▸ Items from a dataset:
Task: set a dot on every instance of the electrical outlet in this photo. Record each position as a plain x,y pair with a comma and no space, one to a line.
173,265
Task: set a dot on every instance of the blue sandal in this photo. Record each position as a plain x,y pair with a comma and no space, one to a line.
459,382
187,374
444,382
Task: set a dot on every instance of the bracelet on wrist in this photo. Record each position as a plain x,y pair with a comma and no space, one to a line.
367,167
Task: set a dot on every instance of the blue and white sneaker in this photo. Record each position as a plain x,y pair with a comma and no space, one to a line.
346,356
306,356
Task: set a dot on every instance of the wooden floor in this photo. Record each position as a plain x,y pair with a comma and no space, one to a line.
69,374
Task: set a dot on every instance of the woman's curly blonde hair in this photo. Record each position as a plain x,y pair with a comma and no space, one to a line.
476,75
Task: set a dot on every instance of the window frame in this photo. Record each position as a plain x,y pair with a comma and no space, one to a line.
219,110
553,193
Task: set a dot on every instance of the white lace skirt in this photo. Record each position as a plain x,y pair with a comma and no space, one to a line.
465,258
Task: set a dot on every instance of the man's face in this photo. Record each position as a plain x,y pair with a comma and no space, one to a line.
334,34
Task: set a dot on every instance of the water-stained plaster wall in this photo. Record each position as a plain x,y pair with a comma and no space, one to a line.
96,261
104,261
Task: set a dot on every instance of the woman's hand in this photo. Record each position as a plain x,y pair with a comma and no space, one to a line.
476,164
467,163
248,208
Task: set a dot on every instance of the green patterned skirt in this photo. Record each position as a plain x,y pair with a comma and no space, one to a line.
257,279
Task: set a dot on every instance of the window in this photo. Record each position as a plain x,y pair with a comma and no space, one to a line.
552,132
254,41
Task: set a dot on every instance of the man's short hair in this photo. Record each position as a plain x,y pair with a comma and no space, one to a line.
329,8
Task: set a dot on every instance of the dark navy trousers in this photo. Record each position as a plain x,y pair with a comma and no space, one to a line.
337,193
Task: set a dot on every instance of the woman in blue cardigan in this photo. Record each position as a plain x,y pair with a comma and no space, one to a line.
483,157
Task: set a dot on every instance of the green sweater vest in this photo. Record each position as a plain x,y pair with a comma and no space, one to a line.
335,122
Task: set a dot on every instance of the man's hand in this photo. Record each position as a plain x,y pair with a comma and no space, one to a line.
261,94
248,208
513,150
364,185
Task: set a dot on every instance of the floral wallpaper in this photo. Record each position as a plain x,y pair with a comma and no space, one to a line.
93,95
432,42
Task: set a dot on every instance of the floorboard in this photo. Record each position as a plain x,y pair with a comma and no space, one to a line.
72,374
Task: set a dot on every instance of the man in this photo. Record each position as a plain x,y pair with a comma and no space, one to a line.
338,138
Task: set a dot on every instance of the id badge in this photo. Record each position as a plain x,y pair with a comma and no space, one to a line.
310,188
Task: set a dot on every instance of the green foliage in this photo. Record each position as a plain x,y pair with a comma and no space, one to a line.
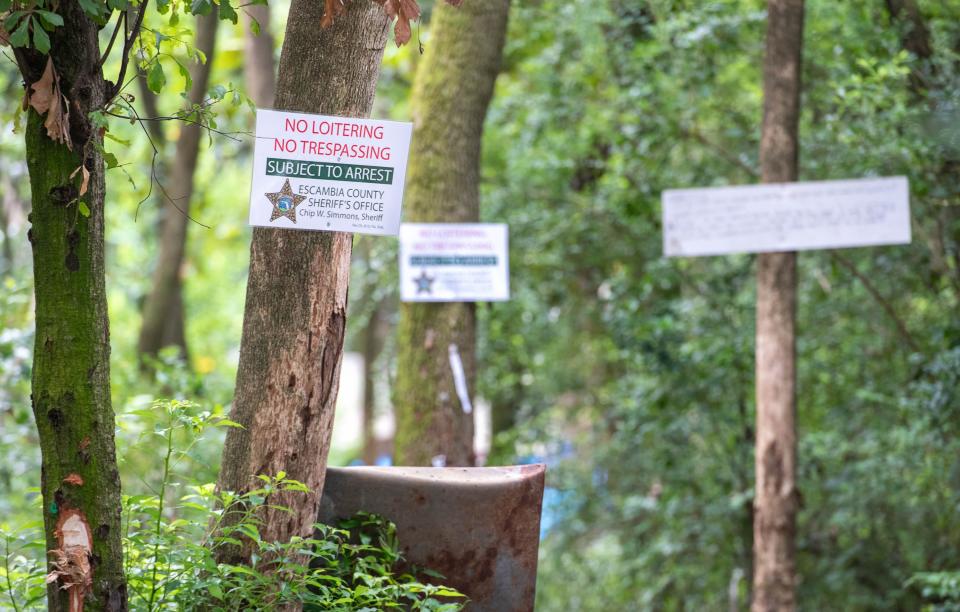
942,589
169,548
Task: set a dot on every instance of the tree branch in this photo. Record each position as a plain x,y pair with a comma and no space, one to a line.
872,290
131,35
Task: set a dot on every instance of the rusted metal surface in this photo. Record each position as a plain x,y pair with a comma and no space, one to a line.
479,527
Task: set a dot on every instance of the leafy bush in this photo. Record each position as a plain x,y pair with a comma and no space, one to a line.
941,589
170,550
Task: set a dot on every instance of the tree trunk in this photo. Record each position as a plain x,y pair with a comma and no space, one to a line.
295,313
71,368
775,505
451,92
258,66
163,312
374,339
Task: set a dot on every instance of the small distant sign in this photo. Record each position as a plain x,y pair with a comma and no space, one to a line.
338,174
447,262
786,217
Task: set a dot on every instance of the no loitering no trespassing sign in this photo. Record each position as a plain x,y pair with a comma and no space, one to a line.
339,174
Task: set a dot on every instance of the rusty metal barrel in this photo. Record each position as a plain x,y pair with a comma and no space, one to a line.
479,527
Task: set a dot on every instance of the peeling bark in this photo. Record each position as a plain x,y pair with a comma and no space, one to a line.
451,92
71,362
775,502
295,314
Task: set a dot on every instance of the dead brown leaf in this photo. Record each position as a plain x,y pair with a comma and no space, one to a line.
404,11
45,97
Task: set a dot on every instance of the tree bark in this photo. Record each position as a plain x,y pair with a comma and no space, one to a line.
71,367
374,338
775,505
451,92
258,65
163,311
295,314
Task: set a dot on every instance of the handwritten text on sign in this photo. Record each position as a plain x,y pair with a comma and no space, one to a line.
447,262
786,217
328,173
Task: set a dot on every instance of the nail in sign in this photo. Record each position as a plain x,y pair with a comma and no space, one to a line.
338,174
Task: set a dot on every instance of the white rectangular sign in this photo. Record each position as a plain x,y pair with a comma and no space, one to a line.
328,173
447,262
786,217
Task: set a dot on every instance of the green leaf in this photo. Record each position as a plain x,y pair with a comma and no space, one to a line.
21,36
155,77
40,38
201,7
188,80
227,12
49,18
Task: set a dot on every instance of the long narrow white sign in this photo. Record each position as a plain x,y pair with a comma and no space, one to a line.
786,217
328,173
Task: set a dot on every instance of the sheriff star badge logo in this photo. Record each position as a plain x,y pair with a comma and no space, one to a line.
284,202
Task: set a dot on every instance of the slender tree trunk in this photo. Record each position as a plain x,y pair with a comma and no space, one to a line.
71,368
258,65
374,338
163,312
774,578
452,90
295,314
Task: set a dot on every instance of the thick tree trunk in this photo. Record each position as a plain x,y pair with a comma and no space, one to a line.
163,311
258,65
775,505
295,314
451,93
71,368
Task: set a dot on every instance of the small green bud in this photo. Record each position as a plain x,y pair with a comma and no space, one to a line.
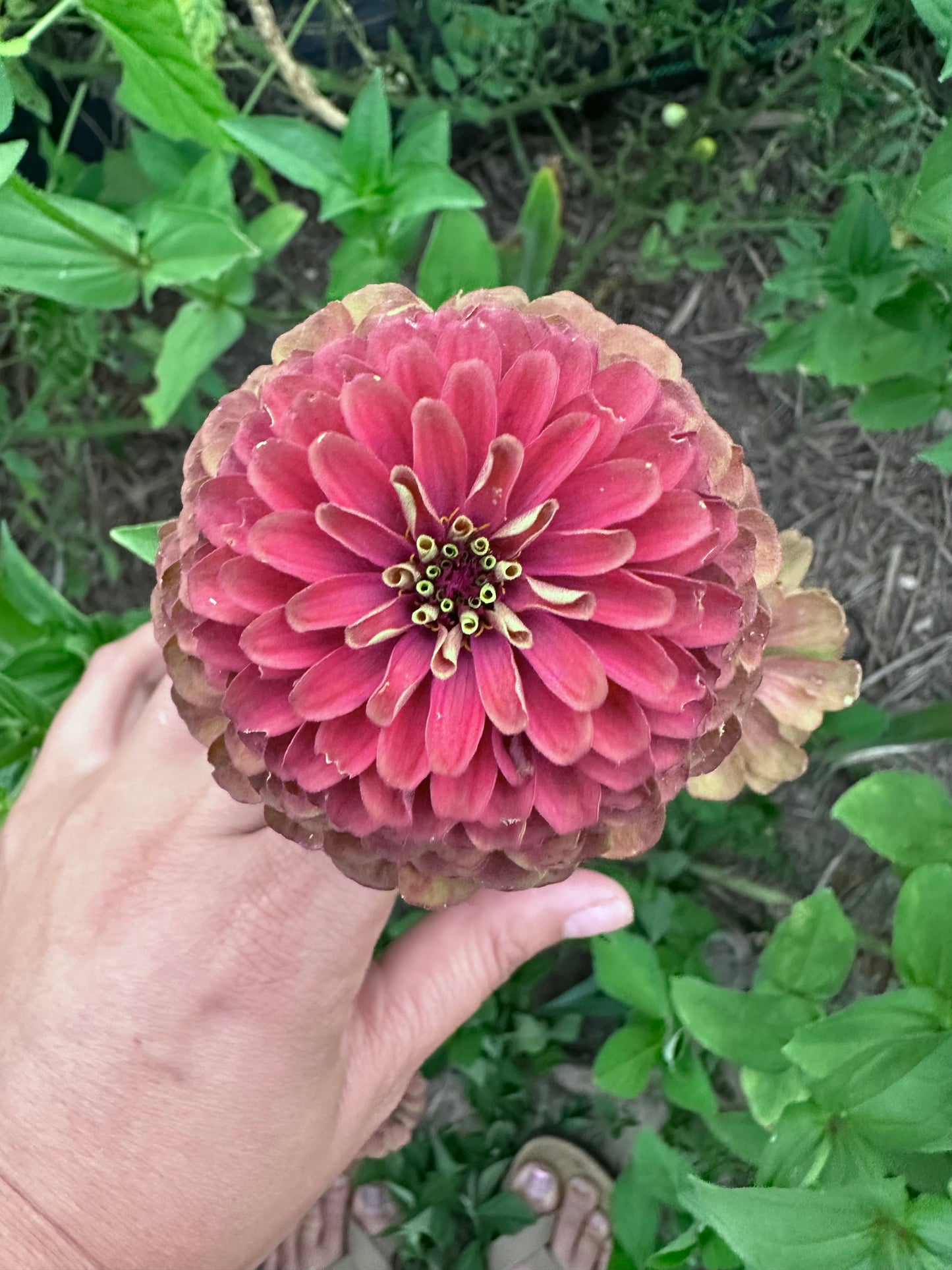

▸ TASK DIRECTIONS:
A faithful copy of every entry is needed, omitting each image.

▸ TASK OUTPUT:
Task: set a dot on every instance of the electrical outlet in this photo. Record each position as a plain x,y pair with a comma and no space, one to a line.
173,265
Task: set a dot on every instance of the blue sandal in this photo. Record each position as a plain x,y pair with a comma and no space, one to a line.
459,382
187,374
444,382
Task: set a dot on every instance of the bracelet on wrist in this photo. Record each position as a plain x,y pair with a comma and no space, one to a line.
367,167
Task: set a dot on every instance of the blue and white sneaker in this photo. Record each position as a plain x,y pair with a comma and no space, one to a line.
346,356
306,356
Task: set a dot on every instance of the wooden floor in this photo. Record each position as a plain x,y pair with a comma and no space, one to a line.
69,374
Task: set a dot on every instance of the woman's curly blonde hair in this photo. Record each position as a plain x,y pair with a comma and no space, one to a line.
476,75
Task: set a dot on every instance of the window frame in this photo. Record each position as a plain x,y pair with a comma and no space, one to a line.
219,110
553,193
Task: set a dot on every instance of the white lace skirt in this photo. Record each position as a plain x,y pair with a comma and no space, one to a line.
465,258
Task: set a dot on every instance of the man's face in this photo. Record each position as a plain x,y pair with a comma and no space, one to a line.
334,34
Task: set a dot on every instance of the water-stained plaster wall in this photo. Record each position as a plain x,y pair with a comma and no space, one to a line.
96,261
104,261
Task: set a dot on every instance of the woman's hand in this photo. Record each position as a plain x,y pair with a comma and no space, one to a line.
476,164
467,163
248,208
Task: set a dot on every instance of the green patterned skirt in this photo. Record each position as a plain x,y pair with a comma and no space, one to a line.
257,279
Task: set a dot on every instance of the window in this photo. Record each position as a plain x,y pair with a comma and no space, one to a line.
552,132
254,41
Task: set a dot on every instance of the man's short hair in this photo. Record each position as a plain x,y pair with a comma and no space, one to a line.
329,8
Task: set a dot on every instance of the dark navy trousers in this photo. Record each position as a plain x,y pair with a comma and no space, one to a line.
337,193
Task: set a dot on every instance of the woman in blue cardigan in this photo. Record each position as a plain x,y pair with a comma and no space, one to a line.
483,157
Task: set a dot on every instance of the green sweater vest in this photo. Record each position as a plain x,y pair with a comma and no space, one to a line.
335,122
Task: set a dot on every instance of the man's hand in this photo. Record each position as a plain x,y pair with a comma and no space, one to a line.
261,94
248,208
513,150
364,185
Task: set a dot on every instance of the floral wallpaper in this photo. Record each position as a plain x,y pair with a comma and no space, one to a line.
93,95
432,42
Task: set a dot on every instance of the floorboard in this photo. Record each position as a plain x,y pair with a comma and no space, one to a line.
72,374
Task: set a dot on every instance of the man in this photo. Record each position as a plain x,y pair with a comma and no space, one to a line.
338,138
Task: set a dot on every instance of the id badge in this photo. Record each position as a plain x,y pair with a comma and no space, one to a line.
310,188
Task: set a dot on every instance of the green foliage in this photo. Record each position as a plain x,y pair with a comma and no space, one to a line.
942,589
169,548
Task: set a dot on every instance of the tree branch in this photo. Record each position as a plain x,y pair with a comma and no space, one to a line.
872,290
131,35
Task: set a dot on every instance of the rusted metal surface in this photo. Record each position as a plain x,y pair with a comma and no space, one to a line.
479,527
Task: set a dot on every instance of the leafy bush in this photo. Record each position as a plain x,y pair with a comma and no space, one to a line.
941,589
170,550
Task: set a dot on every instance of the tree trunk in this photo. Record each position as a plain x,y pair with a comma and no space, one to a line.
295,313
71,368
775,505
451,92
258,66
163,312
374,339
Task: set a dot on every instance of the small distant sign in this photo. Record each position as a plain x,y pair with a comma and no space, one to a line.
338,174
447,262
786,217
Task: set a dot on every instance of the no loitering no trespassing sign in this photo. Record each position as a plain x,y pair with a comma and no space, one to a line.
339,174
Task: set a dot on every instance of the rusty metal barrel in this photo. Record each position as a plain x,y pair with a comma and no space, one to a line.
479,527
Task: set a dot on every instance of the peeling bark in this photo. Record each position as a plain x,y pair with a comma and no space, one to a line.
451,92
71,362
775,502
295,314
Task: set a dot on every instance of the dead brown leaf in this photo. Record each position as a plain x,y pair with a comma and no space, one to a line.
404,11
45,97
Task: set a dot on every instance of the tree bark in this photo. Record each position as a plain x,y pair with a comma and no space, one to a line.
71,367
374,338
775,505
451,92
258,65
163,311
295,314
Task: set a dot on every instance of the handwritten text on sign in this photo. Record each position as a plain x,y pair with a comma and no space, one to a line.
447,262
786,217
328,173
Task: set a dot on every instance of the nail in sign in this photo. Record each position as a plain x,y pair with a comma and no space, one to a line.
338,174
Task: set a dot on every instance of the white rectangular sign in this photo. Record each position as a plain x,y pair with a comma and no space, one to a line.
328,173
447,262
786,217
Task: set a dot on every instance of the green leaf in this photo. Record each position as a plain x,y pair with a comma and no space, one to a line.
21,36
155,77
40,38
201,7
188,80
227,12
49,18
Task: set a dot on every instance of the long narrow white sign in this photo. Record each position as a plain x,y pair with a comma and no space, one to a line.
786,217
328,173
Task: set a dot on every instance of the sheriff star badge logo in this photo. Record each position as a plain x,y pair with a comma and no space, one to a line.
284,202
Task: set a dot on every instance of the slender tree trunk in this photo. Record each position as a plain x,y pair with a comma and no space, one to a line.
71,368
258,65
374,338
163,312
774,578
452,90
295,314
Task: set a dot on every instance of the thick tree trunk in this photo. Record each position as a plain x,y pair with a comma and no space, one to a line.
163,311
258,65
775,505
295,314
451,93
71,368
Task: set a dot on every instance of the small green bud in this photo. Record each position as a plain x,y pair with a comma and no space, one to a line.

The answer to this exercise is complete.